** Begin EXTRACTED ENTRIES **

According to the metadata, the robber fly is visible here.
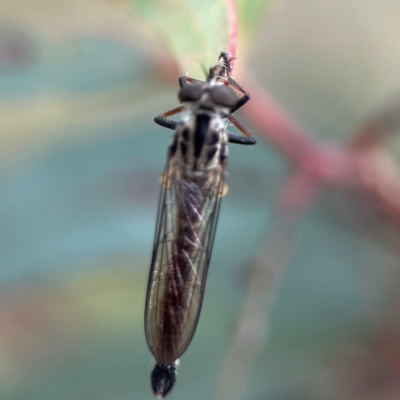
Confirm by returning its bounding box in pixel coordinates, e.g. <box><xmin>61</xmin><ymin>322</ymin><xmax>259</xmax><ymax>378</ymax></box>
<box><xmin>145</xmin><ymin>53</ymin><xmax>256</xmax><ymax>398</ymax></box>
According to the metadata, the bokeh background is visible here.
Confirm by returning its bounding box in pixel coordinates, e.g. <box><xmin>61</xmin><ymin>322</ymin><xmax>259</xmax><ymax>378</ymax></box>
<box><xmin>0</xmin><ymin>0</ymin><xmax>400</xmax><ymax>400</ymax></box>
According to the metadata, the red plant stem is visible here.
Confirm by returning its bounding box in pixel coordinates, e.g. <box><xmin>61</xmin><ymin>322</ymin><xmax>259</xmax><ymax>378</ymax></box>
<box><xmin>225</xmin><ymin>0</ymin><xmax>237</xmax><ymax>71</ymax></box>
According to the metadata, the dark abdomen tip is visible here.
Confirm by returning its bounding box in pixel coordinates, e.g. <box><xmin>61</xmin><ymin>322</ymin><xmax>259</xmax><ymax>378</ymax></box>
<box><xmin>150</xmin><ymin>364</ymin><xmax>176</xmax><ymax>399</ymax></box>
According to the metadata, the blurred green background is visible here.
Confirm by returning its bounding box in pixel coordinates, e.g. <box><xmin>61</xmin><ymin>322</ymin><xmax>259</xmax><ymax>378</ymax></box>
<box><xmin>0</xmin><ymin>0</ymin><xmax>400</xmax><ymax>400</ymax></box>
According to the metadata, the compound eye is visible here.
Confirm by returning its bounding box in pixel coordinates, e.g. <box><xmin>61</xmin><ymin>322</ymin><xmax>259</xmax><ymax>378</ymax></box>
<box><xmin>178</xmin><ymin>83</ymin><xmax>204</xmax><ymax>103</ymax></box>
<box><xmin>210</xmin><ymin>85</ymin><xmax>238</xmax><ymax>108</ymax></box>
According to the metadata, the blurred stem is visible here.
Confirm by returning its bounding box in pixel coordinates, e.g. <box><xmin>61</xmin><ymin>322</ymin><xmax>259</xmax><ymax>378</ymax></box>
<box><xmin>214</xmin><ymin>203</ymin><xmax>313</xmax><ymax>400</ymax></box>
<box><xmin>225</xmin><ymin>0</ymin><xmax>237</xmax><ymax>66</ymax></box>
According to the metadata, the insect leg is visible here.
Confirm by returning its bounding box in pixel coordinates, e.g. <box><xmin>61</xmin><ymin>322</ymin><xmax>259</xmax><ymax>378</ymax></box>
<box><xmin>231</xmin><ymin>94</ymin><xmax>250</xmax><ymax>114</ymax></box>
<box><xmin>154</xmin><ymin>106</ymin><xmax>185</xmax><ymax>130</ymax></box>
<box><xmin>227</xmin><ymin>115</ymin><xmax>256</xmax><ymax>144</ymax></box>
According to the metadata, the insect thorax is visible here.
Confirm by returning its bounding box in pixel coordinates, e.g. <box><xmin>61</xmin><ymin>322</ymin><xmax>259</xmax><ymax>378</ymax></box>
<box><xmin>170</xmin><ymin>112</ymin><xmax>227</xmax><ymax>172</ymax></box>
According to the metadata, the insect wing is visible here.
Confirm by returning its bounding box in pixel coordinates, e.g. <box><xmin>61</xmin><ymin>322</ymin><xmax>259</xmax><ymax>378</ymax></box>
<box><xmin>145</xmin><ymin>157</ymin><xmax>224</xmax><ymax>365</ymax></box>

** End EXTRACTED ENTRIES **

Show every line from the records above that contains the word "insect".

> THE SOLUTION
According to the metadata, the insect leg is visible here.
According to the metadata, the insect thorax is visible here.
According to the metadata, the insect wing is visible here.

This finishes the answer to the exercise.